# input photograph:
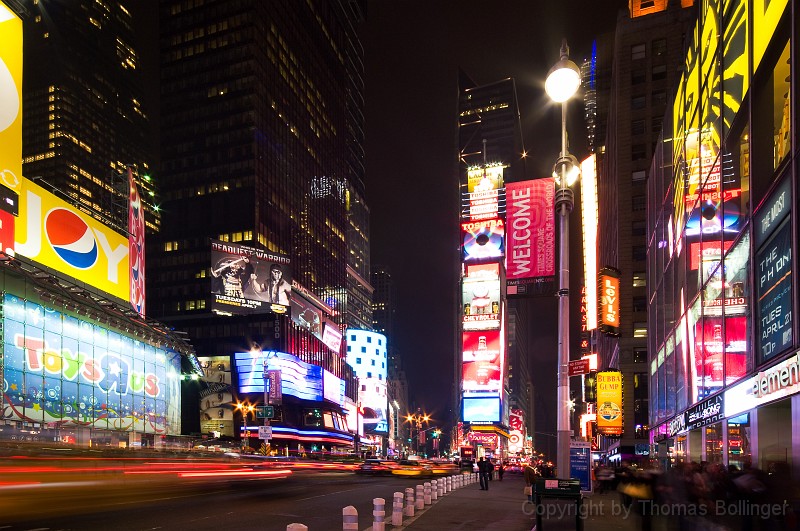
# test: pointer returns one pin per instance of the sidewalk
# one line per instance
(503, 508)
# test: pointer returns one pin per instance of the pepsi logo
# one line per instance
(71, 238)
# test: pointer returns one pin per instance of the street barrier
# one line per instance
(378, 513)
(349, 518)
(397, 509)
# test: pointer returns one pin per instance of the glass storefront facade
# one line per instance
(721, 229)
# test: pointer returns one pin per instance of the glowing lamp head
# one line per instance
(564, 78)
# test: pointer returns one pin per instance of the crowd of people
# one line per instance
(694, 496)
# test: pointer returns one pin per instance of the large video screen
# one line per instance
(69, 372)
(246, 280)
(298, 378)
(481, 410)
(481, 362)
(481, 297)
(482, 240)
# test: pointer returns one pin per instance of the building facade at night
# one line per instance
(721, 249)
(81, 363)
(262, 132)
(491, 155)
(85, 118)
(631, 76)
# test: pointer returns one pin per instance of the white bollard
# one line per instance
(349, 518)
(397, 509)
(378, 512)
(410, 501)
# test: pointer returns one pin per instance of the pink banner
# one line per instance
(136, 245)
(530, 237)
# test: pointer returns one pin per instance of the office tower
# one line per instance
(722, 241)
(647, 50)
(86, 120)
(262, 156)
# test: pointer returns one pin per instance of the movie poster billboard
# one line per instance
(481, 297)
(246, 280)
(216, 396)
(482, 240)
(530, 238)
(481, 362)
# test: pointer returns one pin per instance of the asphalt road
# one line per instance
(313, 498)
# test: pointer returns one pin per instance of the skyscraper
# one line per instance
(85, 118)
(262, 132)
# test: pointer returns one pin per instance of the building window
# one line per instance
(659, 47)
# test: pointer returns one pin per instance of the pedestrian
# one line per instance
(483, 473)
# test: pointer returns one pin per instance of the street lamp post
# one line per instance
(562, 82)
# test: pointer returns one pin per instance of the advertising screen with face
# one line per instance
(482, 360)
(246, 280)
(481, 297)
(482, 240)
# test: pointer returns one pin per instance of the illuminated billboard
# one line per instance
(608, 303)
(10, 103)
(481, 297)
(481, 410)
(68, 372)
(246, 280)
(298, 378)
(481, 362)
(482, 240)
(609, 402)
(484, 178)
(54, 233)
(216, 398)
(530, 238)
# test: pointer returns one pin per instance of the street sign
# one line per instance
(265, 412)
(578, 367)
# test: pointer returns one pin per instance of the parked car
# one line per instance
(377, 467)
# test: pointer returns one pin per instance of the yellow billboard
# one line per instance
(609, 402)
(10, 98)
(54, 233)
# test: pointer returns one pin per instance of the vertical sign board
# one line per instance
(773, 273)
(609, 402)
(608, 301)
(580, 463)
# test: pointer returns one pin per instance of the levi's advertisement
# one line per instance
(65, 372)
(481, 362)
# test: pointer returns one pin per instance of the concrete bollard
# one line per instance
(397, 509)
(349, 518)
(409, 502)
(378, 514)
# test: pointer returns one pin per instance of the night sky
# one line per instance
(413, 50)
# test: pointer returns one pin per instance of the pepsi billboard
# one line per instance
(56, 234)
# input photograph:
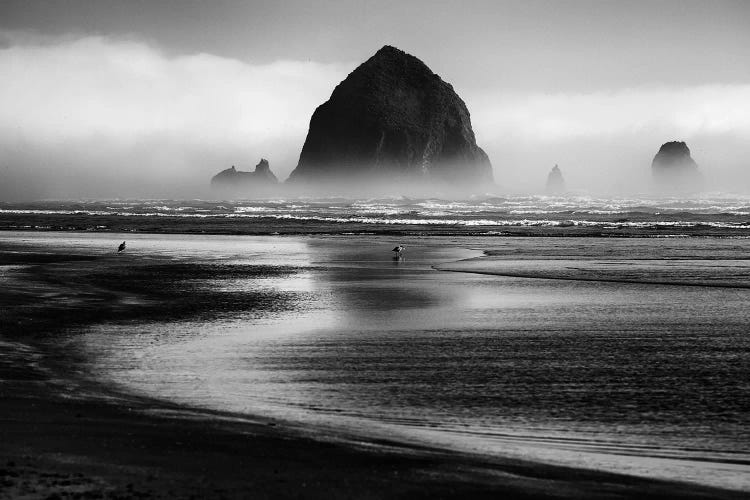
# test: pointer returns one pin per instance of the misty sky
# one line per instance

◆ Exercise instructions ◆
Omit the pictures. Output every record above word for word.

◆ Solved problem ◆
# input photograph:
# test: pointer returns one pin per instance of the sidewalk
# one line per instance
(503, 508)
# test: pointer returns one pin per instance of the pepsi logo
# one line per instance
(71, 238)
# test: pointer returns one pin per instance of the street barrier
# one line per instance
(378, 513)
(349, 518)
(397, 509)
# test: pointer returns one pin per instance of the glass storefront facade
# one line per instance
(721, 229)
# test: pointer returns one pin per instance of the glowing lamp head
# one line per instance
(564, 78)
# test: pointer returns one pin per instance of the crowd of people
# one line per instance
(694, 496)
# test: pointer returns one pin per instance of the large video screen
# one line per instance
(69, 372)
(246, 280)
(298, 378)
(481, 410)
(481, 362)
(481, 297)
(482, 240)
# test: pointer returns one pin per instance of the building facade at night
# one line per instance
(721, 249)
(81, 363)
(262, 132)
(491, 155)
(85, 118)
(631, 76)
# test: pointer returns one pin per instance of the white bollard
# one line per instance
(349, 518)
(397, 509)
(378, 512)
(410, 501)
# test: pointer returns one pin per instance of the pink banner
# one line per instance
(136, 245)
(530, 237)
# test: pointer returns one pin per instance of the office tower
# one line per instance
(722, 241)
(647, 50)
(86, 120)
(262, 156)
# test: pointer returns one pin per instance of the movie poster billboard
# one line per instance
(481, 297)
(246, 280)
(216, 396)
(482, 240)
(530, 238)
(481, 362)
# test: pointer returns one pin per instance of the asphalt road
# one line per instance
(313, 498)
# test: pointer returns one pin per instance of the skyscraper
# one line per instance
(85, 118)
(262, 132)
# test: pointer returns one pin per instance of the building window
# one line per instance
(659, 47)
# test: pointer returns one pin per instance of the pedestrian
# one line per instance
(483, 473)
# test: pointer returns one pin per instance of the street lamp post
# one line per instance
(562, 82)
# test: pointer returns one pin per instance of the advertising screen with face
# one line per instance
(482, 360)
(246, 280)
(481, 297)
(482, 240)
# test: pointer returns one pin per instance of the illuminated billboard
# one line per instance
(608, 303)
(10, 103)
(481, 297)
(481, 410)
(68, 372)
(246, 280)
(298, 378)
(481, 362)
(482, 240)
(609, 402)
(484, 178)
(54, 233)
(216, 398)
(530, 238)
# test: pointer returns one pin per instance of the street sign
# one line per instance
(265, 412)
(578, 367)
# test: pointer returns one pin per instance of the parked car
# one line per instance
(377, 467)
# test: pointer returns one pin per instance of the yellow billboard
# one line per instance
(609, 402)
(10, 98)
(54, 233)
# test: pointer returns one pin per instance of the vertical sign board
# one line per instance
(773, 273)
(609, 402)
(608, 301)
(580, 463)
# test: pointer returns one pin per instance of the levi's advertisement
# one line per instance
(65, 372)
(481, 362)
# test: pointer returns one pin per instance of the concrete bollard
# one line per instance
(397, 509)
(349, 518)
(409, 502)
(378, 514)
# test: pointer returns one pin per instance of the night sky
# one line per instance
(413, 50)
# test: pointer returns one pin per instance of the pepsi billboard
# one line per instance
(56, 234)
# input photograph:
# test: pointer returns one pin per instance of the misty sky
# one line per instance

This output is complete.